<<<<

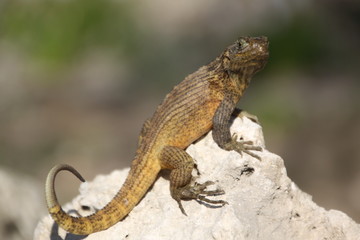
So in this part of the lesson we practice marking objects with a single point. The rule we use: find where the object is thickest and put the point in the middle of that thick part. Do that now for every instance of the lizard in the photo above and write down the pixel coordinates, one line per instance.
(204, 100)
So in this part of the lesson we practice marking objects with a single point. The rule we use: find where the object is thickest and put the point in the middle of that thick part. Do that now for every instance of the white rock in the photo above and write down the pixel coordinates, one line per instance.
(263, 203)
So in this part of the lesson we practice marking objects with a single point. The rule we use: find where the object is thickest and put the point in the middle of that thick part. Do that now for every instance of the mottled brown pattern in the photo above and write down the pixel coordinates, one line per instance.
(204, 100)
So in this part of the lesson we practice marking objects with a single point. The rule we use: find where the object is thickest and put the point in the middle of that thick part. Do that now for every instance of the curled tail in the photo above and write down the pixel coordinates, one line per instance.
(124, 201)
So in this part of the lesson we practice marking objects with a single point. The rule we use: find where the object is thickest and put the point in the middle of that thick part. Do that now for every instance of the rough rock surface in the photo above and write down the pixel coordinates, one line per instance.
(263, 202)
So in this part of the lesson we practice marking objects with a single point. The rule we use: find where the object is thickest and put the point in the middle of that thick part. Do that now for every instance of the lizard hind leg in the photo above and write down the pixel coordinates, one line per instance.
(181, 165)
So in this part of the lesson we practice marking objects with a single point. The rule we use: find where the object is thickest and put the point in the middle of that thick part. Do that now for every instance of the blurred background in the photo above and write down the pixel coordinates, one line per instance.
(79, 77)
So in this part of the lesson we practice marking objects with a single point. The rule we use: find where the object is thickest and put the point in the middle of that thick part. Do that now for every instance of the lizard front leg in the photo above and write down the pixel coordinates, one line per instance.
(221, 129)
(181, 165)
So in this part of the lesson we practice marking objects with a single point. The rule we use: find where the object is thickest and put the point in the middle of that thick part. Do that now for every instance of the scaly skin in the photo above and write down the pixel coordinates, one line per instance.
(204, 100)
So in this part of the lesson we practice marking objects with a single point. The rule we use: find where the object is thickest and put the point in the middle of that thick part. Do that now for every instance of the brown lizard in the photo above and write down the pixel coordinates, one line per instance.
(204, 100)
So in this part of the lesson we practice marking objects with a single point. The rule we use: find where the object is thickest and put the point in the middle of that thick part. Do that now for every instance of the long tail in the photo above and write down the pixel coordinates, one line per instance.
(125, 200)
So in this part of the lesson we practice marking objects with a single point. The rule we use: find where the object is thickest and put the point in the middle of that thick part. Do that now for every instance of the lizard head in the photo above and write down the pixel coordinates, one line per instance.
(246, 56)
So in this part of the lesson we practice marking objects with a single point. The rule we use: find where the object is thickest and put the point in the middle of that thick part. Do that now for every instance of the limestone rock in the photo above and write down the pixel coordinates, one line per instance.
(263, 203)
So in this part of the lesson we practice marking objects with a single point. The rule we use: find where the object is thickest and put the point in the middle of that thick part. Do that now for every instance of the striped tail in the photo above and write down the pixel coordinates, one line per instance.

>>>>
<<<<

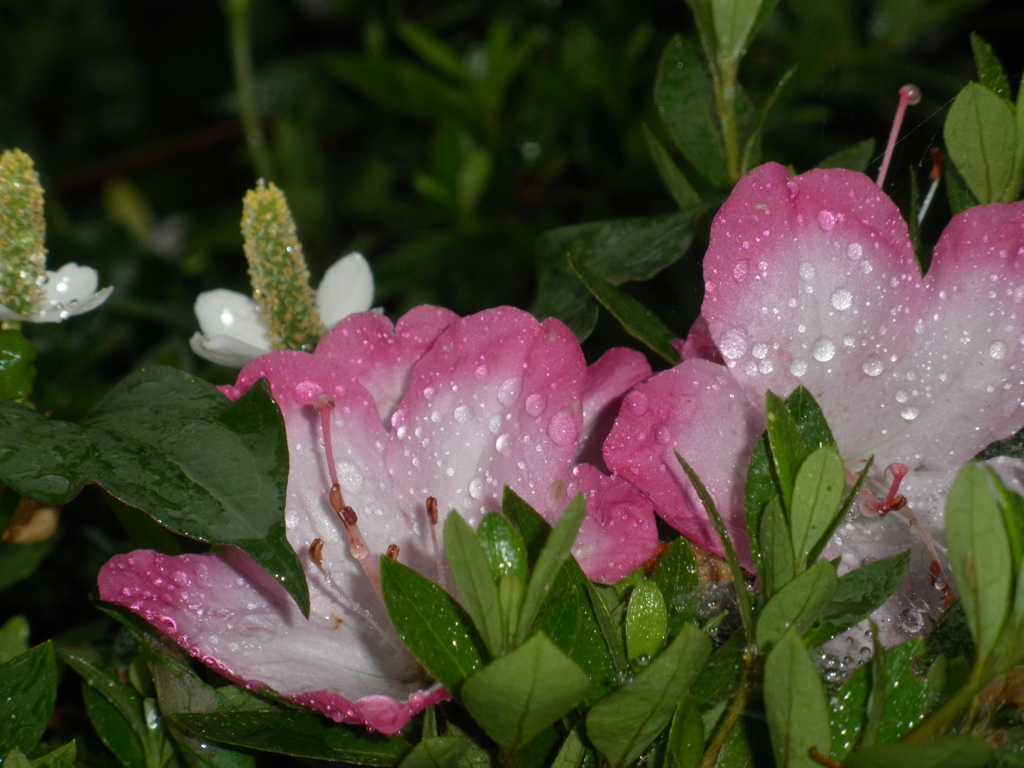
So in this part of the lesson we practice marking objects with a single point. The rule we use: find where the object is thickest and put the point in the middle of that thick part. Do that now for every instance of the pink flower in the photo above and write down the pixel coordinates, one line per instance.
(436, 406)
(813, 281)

>>>>
<<<<

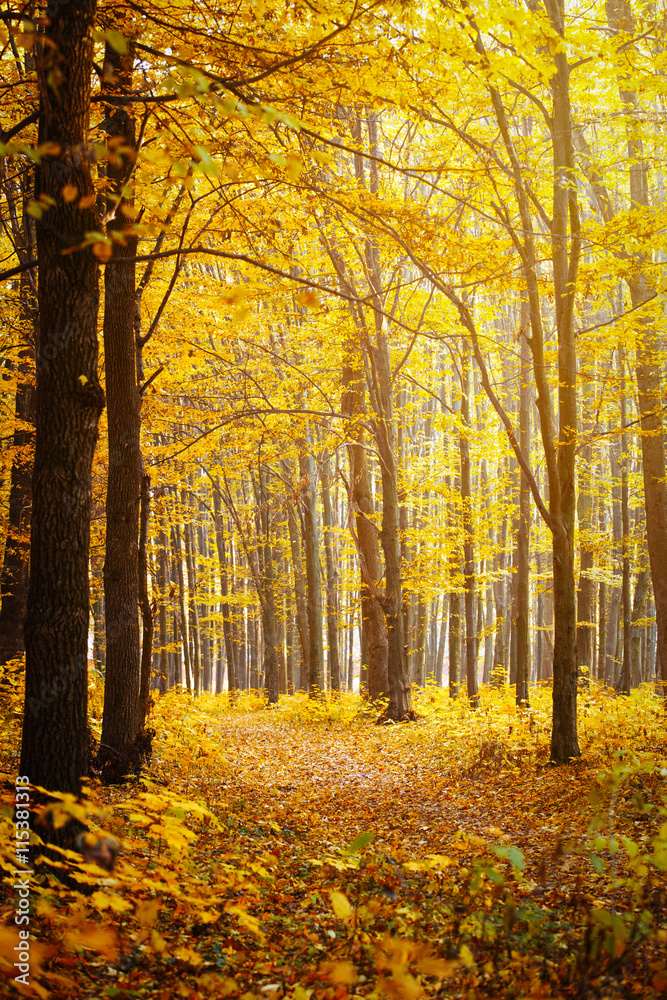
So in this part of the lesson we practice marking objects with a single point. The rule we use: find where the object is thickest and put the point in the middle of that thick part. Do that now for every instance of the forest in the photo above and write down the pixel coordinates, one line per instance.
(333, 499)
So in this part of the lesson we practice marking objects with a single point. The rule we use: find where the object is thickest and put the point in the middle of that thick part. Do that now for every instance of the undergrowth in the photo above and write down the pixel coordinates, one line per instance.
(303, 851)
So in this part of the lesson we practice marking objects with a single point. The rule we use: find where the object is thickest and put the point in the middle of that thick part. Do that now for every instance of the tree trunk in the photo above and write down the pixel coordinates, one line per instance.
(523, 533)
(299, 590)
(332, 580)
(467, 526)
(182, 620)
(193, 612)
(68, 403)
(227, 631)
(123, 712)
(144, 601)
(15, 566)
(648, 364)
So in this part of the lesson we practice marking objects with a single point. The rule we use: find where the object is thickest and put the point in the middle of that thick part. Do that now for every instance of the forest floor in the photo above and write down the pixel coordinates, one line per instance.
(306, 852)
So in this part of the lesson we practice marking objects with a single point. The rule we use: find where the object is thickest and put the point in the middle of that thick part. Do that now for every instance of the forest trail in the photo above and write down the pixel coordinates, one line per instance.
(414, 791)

>>>>

WHAT THE EXERCISE ASKS
Could you restate, word for word, the lines above from the one with "of the limestone" to the one with "of the striped", both included?

ANSWER BOX
So in this part of the lesson we practice marking objects with a single point. The rule we use: find where the object is thickest and put the point in the middle of that thick part. Do that now for every instance of the limestone rock in the photo above and write down the pixel coordinates, one line per instance.
(263, 203)
So in this part of the lesson we practice marking objects with a single point. The rule we use: find where the object is thickest and put the point in the middle of that thick part. Do that now for every instance of the striped tail in the photo above and write down the pixel coordinates, one line per instance.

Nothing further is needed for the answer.